* Directions for this task *
Make an exact copy of all the records.

* Records to process *
<<<<
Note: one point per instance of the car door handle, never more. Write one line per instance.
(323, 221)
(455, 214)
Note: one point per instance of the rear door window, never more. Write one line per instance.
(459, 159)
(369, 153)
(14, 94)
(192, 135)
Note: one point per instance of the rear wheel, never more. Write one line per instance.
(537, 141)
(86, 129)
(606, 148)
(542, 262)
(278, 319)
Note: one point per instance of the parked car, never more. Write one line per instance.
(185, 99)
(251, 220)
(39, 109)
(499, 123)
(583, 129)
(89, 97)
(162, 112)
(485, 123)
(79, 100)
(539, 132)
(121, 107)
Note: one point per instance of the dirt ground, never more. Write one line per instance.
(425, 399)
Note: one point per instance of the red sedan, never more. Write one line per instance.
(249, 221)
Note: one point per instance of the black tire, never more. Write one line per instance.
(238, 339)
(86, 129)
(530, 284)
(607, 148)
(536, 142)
>>>>
* Final answer *
Note: one point per instance of the car door handle, never more. Write one line per instance.
(323, 221)
(455, 214)
Note: one point per instance of the rear door window, never more. Write one line per instance.
(459, 159)
(369, 153)
(14, 94)
(192, 135)
Note: one point per instance of the rear wheel, never more. Write one line per instance.
(537, 141)
(86, 129)
(606, 148)
(542, 262)
(278, 319)
Note: one point per instance of the parked car, never more. Write one line per instance.
(185, 99)
(251, 220)
(39, 109)
(499, 123)
(583, 129)
(89, 97)
(162, 112)
(485, 123)
(79, 100)
(539, 132)
(121, 107)
Note: one point per instance of the dirt ground, never more. Write one line per instance.
(425, 399)
Note: one point per instance of the red sedan, never more. Write one line per instance.
(249, 221)
Note: one point per instance of the black tire, never more. Write one line per instance.
(238, 339)
(86, 129)
(530, 284)
(607, 148)
(536, 142)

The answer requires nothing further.